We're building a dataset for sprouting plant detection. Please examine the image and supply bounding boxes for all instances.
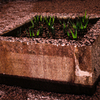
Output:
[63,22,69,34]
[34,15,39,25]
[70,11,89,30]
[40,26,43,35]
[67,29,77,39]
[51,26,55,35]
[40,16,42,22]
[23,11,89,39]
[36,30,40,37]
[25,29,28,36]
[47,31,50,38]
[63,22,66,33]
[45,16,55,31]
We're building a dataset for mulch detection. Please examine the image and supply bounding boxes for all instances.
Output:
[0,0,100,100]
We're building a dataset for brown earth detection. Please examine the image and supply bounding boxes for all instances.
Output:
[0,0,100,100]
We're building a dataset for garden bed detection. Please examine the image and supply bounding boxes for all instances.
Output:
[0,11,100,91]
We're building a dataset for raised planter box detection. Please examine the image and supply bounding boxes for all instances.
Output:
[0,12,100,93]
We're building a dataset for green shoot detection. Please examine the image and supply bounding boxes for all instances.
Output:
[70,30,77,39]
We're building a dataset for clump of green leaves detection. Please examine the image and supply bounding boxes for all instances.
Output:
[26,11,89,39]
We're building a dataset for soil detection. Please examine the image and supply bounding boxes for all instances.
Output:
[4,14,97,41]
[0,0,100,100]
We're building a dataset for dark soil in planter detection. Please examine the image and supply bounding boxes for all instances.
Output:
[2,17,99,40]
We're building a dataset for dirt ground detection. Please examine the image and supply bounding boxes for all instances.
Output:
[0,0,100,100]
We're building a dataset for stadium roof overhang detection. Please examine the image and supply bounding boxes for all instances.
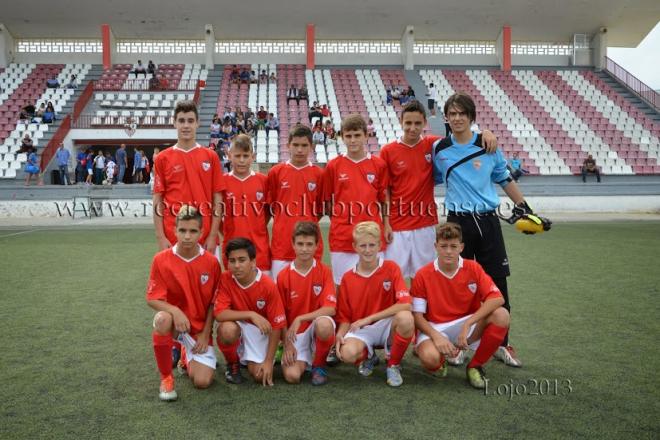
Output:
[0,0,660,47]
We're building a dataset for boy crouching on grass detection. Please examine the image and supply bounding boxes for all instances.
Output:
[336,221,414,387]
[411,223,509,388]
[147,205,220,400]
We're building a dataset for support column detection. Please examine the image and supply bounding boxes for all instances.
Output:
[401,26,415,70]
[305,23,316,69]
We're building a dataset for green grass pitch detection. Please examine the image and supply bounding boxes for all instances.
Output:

==================================================

Could you write out every line again, from the one containing "We're building a dataset for dark" through the end of the items, keeping the requests and raising each bounding box coordinate in the answers by 135? Leave the pictures out.

Solution for this problem =>
We're building a dataset for dark soil in planter detection. Please examine the image and supply bounding boxes for all instances.
Output:
[137,152,234,175]
We're building a dataset for dirt ground detection. Please examine the image and supply bounding boxes for all instances.
Output:
[135,135,235,235]
We're building a dataset for stadium roof overhang detection. Please examine the image and supply bounding boxes for all instances.
Output:
[135,135,795,182]
We're building a dataset for boy crouching on grass detection. Please examine the image and supply bounding boxes for all instances.
Output:
[471,356,549,522]
[546,358,644,523]
[282,340,355,535]
We're building a dataset for support column detection. Please examine the image and supply bounding boxes for all instances.
Output:
[536,161,550,205]
[440,158,451,204]
We're building a dataset for green grass pitch detection. Please examine the image and supply bounding boxes for all instances.
Output:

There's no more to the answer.